==== The records
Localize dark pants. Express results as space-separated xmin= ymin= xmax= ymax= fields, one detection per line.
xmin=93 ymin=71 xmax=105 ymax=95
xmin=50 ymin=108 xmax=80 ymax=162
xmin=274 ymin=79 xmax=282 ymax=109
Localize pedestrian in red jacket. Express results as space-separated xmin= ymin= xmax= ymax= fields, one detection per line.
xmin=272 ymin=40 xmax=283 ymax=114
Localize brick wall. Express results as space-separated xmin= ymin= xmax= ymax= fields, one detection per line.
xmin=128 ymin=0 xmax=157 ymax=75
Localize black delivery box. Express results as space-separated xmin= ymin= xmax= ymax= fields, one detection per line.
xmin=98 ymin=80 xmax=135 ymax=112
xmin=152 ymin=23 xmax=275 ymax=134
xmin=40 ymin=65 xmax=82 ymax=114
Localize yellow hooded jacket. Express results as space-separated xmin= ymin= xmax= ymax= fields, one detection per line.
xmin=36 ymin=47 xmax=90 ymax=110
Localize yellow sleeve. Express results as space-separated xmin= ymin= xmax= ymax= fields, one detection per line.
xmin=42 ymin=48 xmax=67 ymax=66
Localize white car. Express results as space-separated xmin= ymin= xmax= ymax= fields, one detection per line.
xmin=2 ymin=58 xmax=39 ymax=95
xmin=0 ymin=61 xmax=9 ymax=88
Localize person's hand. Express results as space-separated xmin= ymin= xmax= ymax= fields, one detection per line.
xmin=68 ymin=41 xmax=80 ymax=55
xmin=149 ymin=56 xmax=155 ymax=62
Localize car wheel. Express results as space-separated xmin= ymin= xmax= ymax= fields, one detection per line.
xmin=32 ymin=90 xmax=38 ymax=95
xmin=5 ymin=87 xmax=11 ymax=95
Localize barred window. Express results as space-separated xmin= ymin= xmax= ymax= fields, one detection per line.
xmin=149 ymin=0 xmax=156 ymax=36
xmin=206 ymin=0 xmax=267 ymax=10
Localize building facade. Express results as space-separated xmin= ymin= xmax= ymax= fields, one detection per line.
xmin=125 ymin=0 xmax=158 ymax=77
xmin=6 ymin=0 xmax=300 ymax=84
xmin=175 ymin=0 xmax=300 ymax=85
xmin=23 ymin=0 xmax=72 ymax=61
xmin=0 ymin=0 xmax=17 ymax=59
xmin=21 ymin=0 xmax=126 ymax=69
========
**To do**
What you return should consist solely of the lines from the one containing "Localize person's hand." through the end of the entries above, reproduced exactly.

**Response for this exercise**
Localize person's hand. Express results as space-separated xmin= ymin= xmax= ymax= fields, one detection per line.
xmin=68 ymin=41 xmax=80 ymax=55
xmin=149 ymin=56 xmax=155 ymax=62
Localize car wheel. Express results as space-separated xmin= ymin= xmax= ymax= fields, one detection per line.
xmin=32 ymin=90 xmax=38 ymax=95
xmin=5 ymin=87 xmax=11 ymax=95
Localize barred window. Express results as space-separated xmin= ymin= xmax= ymax= fields, one detection per line.
xmin=149 ymin=0 xmax=156 ymax=36
xmin=206 ymin=0 xmax=267 ymax=10
Localize building facade. Express results as space-separated xmin= ymin= xmax= ymax= fields, one detection per line.
xmin=125 ymin=0 xmax=158 ymax=77
xmin=6 ymin=0 xmax=300 ymax=84
xmin=175 ymin=0 xmax=300 ymax=85
xmin=23 ymin=0 xmax=72 ymax=61
xmin=0 ymin=0 xmax=17 ymax=59
xmin=21 ymin=0 xmax=126 ymax=69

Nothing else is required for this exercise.